## Source text
★ ★ ★

He points to the Merriam-Webster definition of strategy: "A careful plan or method for achieving a particular goal usually over a long period of time." In the past, a long period of time might be 10 years. These days, he asks, is it even nine months? Well-thought-out plans are revisited every quarter or six months, given how tumultuous the business world is. Being too methodical can leave you wide open to be overtaken by somebody who is agile.

Much of our current understanding of strategy is based on the thinking of Harvard Business School professor Michael Porter, which essentially assumes your competitors today will be your competitors forever, Mr. Smith argues. It also assumes that companies can control distribution and send out targeted marketing messages to prospects and customers. These days, competition can come at you from all directions – witness, for example, the many companies with which Amazon.com, once just a book seller, competes. Distribution is wild and woolly, and in an era of social media, companies no longer control the messages about their offerings.

"Control and predictability have been greatly diminished," he said in an interview.

★ ★ ★

(Some records)
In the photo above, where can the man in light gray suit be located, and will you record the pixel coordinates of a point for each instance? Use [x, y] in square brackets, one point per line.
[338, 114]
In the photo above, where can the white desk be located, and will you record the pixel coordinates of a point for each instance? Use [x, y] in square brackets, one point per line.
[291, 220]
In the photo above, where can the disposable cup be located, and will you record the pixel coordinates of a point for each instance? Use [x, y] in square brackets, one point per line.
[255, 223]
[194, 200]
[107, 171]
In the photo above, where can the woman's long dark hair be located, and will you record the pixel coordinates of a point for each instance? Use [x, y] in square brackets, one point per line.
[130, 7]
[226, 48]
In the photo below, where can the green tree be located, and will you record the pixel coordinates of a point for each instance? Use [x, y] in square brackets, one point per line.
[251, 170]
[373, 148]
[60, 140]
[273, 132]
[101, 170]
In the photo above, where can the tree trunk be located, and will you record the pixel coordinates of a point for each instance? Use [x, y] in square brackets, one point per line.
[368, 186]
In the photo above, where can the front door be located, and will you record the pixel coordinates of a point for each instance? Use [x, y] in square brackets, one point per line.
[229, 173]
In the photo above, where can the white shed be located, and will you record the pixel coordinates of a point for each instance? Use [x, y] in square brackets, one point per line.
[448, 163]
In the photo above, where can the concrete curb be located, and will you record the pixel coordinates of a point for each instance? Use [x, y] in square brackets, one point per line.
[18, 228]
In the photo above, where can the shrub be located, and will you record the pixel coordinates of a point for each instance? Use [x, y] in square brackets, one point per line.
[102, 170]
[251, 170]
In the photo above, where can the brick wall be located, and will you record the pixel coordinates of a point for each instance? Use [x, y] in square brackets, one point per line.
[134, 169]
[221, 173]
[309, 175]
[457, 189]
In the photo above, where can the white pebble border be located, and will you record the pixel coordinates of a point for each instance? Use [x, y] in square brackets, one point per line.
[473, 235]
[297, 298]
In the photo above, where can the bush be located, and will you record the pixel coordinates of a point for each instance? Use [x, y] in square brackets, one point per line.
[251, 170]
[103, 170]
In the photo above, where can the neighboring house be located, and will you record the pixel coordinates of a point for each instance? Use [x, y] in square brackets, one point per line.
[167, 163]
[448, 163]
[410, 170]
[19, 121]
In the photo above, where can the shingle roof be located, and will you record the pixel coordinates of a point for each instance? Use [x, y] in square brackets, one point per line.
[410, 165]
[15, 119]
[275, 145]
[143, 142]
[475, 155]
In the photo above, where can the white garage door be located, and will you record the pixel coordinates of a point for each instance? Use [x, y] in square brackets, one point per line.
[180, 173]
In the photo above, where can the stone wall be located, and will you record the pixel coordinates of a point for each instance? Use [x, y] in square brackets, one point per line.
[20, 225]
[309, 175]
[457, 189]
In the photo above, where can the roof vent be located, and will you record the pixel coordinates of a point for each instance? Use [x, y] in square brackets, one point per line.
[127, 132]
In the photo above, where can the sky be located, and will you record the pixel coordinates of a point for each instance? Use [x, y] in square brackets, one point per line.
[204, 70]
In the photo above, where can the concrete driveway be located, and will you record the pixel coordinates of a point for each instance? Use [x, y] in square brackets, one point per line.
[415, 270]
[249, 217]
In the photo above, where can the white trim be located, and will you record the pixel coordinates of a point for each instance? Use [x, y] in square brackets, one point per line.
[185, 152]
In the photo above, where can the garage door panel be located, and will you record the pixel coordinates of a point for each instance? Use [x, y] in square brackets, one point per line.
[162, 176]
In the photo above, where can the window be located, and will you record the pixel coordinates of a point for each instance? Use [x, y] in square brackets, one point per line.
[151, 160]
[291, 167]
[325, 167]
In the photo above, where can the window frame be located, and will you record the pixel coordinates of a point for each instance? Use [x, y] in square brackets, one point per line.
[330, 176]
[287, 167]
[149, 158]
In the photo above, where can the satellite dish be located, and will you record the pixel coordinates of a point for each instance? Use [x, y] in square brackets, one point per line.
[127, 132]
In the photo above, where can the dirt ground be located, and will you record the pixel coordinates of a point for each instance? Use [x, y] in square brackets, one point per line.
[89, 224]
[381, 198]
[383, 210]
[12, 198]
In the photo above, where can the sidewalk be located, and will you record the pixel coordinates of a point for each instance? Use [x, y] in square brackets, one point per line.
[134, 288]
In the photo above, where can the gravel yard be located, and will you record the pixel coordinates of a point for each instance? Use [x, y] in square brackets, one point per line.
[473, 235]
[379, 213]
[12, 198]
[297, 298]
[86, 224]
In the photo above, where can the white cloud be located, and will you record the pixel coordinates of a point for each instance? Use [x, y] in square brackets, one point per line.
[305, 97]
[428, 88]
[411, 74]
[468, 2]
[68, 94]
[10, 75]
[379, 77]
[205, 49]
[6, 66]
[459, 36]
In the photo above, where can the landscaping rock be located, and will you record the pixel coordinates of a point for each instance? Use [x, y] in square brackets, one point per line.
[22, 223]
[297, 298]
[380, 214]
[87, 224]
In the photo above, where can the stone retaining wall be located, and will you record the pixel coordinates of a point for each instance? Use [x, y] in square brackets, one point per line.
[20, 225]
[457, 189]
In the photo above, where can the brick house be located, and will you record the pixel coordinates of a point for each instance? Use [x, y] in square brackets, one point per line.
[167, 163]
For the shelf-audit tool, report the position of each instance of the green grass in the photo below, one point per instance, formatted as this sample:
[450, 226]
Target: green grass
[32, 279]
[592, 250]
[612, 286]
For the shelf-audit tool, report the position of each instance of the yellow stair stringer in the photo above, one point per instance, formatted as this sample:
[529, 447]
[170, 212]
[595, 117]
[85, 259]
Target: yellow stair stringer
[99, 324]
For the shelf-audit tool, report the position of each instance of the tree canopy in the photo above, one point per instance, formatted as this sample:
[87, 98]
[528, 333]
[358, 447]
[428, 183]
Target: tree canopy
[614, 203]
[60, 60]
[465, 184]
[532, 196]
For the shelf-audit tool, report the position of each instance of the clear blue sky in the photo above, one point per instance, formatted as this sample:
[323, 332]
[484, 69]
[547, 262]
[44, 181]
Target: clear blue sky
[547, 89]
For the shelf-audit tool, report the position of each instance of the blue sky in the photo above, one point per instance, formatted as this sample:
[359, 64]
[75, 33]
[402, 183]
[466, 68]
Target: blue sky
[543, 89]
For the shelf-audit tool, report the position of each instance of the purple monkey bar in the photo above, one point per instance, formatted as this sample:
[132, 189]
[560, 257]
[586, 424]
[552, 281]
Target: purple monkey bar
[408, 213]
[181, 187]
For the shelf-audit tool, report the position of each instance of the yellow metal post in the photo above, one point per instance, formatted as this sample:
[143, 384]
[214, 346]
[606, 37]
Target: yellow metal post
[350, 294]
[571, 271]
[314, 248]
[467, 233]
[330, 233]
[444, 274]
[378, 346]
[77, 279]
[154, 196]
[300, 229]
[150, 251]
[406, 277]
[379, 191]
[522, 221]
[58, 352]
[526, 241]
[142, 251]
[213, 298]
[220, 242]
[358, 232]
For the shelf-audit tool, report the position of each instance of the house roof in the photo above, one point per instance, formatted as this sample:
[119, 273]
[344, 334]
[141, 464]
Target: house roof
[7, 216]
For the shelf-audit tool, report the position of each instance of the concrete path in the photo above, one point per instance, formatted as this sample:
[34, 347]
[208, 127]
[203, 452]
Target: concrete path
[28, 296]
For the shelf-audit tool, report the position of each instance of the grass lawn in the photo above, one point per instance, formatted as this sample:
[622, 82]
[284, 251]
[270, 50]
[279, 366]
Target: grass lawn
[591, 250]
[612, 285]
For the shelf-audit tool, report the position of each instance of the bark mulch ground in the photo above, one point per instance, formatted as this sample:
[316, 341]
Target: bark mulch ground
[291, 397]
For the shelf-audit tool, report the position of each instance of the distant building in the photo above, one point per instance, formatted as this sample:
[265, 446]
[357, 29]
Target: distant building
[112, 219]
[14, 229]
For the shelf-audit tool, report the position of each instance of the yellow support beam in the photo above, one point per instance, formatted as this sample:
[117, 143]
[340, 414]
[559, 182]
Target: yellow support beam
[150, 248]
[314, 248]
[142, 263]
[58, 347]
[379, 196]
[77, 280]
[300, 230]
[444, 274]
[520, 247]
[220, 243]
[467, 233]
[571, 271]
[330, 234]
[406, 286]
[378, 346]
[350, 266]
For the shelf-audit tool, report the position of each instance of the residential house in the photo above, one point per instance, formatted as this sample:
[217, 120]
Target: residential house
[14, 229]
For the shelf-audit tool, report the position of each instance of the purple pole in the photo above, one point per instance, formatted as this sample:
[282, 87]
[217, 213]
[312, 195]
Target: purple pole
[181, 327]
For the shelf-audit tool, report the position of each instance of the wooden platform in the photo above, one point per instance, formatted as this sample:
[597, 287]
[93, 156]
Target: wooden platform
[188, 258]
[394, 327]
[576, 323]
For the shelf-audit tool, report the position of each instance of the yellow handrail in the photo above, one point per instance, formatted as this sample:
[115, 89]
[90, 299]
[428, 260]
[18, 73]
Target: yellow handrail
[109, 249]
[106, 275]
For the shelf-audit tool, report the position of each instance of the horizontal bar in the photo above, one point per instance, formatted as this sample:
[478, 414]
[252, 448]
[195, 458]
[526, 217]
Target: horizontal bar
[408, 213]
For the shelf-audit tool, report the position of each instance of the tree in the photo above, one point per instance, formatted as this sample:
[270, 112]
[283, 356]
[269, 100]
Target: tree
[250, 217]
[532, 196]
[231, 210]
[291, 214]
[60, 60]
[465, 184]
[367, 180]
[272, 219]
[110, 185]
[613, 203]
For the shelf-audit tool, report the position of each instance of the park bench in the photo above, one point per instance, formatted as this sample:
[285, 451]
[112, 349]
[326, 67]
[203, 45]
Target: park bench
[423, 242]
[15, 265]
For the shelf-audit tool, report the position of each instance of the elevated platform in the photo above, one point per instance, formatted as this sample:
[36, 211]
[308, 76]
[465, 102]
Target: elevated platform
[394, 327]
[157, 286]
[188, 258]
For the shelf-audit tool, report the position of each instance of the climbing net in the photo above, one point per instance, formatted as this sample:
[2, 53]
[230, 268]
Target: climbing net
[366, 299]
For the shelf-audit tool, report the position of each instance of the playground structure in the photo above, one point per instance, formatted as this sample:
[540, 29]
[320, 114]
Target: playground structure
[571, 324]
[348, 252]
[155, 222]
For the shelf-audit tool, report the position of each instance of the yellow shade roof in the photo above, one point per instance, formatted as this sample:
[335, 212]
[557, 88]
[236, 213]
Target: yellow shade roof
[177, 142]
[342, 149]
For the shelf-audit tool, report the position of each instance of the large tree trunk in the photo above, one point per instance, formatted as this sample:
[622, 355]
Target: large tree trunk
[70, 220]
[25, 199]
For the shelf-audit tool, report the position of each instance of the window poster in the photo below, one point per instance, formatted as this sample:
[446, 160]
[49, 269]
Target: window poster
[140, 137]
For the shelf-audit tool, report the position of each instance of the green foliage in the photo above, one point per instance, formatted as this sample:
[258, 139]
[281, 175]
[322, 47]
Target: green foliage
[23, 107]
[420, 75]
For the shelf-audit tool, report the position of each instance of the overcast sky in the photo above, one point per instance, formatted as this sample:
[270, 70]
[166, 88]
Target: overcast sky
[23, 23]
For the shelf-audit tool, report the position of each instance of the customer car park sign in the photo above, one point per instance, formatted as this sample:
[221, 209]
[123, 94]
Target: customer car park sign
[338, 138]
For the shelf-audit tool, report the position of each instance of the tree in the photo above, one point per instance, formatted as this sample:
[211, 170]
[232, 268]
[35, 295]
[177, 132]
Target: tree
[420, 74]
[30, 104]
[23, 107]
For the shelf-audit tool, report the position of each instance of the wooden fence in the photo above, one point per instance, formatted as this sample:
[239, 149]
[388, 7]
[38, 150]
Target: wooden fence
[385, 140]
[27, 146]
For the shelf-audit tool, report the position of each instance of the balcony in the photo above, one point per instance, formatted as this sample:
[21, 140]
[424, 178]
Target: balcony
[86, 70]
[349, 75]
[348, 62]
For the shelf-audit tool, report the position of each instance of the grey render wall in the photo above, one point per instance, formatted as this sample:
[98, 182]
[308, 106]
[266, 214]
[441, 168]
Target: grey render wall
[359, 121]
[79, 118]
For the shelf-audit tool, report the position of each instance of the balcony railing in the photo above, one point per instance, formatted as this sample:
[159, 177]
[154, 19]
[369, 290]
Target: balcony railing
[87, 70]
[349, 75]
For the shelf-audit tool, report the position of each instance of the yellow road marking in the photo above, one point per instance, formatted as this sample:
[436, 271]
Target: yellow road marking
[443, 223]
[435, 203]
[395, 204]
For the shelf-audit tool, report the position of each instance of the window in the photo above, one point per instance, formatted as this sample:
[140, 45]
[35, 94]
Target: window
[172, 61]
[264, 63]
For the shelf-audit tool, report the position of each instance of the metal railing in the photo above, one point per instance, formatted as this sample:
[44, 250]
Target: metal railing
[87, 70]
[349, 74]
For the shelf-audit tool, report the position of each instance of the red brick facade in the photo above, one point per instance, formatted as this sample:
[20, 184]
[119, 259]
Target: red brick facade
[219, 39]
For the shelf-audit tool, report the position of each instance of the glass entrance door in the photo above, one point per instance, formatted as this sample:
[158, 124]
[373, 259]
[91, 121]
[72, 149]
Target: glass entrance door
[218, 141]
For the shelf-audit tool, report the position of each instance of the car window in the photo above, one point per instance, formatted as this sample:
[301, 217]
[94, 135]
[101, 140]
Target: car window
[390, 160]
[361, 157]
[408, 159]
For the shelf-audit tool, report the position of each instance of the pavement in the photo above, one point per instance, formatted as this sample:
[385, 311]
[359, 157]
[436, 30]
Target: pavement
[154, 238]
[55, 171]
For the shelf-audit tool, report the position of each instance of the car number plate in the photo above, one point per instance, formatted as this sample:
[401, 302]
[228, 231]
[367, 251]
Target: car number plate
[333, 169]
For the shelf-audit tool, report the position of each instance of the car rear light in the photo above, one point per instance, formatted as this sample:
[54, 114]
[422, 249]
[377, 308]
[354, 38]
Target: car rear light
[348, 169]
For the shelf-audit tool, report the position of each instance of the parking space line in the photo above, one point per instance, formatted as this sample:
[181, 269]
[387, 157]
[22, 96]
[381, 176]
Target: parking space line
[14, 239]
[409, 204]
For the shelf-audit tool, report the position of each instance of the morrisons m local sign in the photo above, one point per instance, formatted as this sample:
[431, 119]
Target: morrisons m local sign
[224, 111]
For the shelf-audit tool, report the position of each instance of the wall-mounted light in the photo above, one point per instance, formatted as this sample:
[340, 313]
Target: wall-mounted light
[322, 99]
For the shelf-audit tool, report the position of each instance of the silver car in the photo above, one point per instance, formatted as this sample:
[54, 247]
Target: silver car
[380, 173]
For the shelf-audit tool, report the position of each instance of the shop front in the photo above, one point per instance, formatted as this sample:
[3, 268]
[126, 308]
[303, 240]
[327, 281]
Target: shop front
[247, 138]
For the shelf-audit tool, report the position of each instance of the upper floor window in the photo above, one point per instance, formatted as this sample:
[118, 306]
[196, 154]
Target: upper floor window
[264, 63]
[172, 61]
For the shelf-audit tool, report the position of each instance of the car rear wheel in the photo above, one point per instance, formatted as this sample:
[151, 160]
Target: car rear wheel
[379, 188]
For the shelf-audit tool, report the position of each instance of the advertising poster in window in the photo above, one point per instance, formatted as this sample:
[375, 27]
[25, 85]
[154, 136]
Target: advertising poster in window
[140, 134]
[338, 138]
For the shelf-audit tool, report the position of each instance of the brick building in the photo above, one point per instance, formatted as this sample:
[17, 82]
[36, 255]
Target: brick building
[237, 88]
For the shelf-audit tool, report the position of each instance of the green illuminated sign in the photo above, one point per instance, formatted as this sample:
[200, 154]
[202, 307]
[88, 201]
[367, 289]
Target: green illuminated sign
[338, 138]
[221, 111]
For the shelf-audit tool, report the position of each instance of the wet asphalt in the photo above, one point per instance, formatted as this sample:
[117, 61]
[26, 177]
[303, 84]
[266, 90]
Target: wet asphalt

★ ★ ★

## Your tasks
1. Tell how many lines of the records contain the word "fence". Give only the number.
2. Pick up the passage on business strategy after its last sentence and keep writing it.

## Final results
1. 2

2.
In a recent Forbes.com article, he broke that down into seven factors that prevent you from being classically strategic:

1. Incrementalism has been disrupted

While managers love to talk about "out-of-the-box thinking" and grand, paradigm-shifting innovations, most companies choose small, incremental changes. But incrementalism is simply not good enough today. What taxi company saw the possibility of Uber, a mobile app that organizes ride-sharing in more than 45 cities worldwide? The Internet of Things looms as a gigantic disruptor.

2. Outcomes are unpredictable

In planning for the future, companies used to set out the four most likely competitive or market outcomes and create a plan for each. It was nice and simple. But these days, as innovations are crushing entire markets, that old, ordered approach is ineffective. The variations in outcomes from innovations can be huge – and you can be left behind.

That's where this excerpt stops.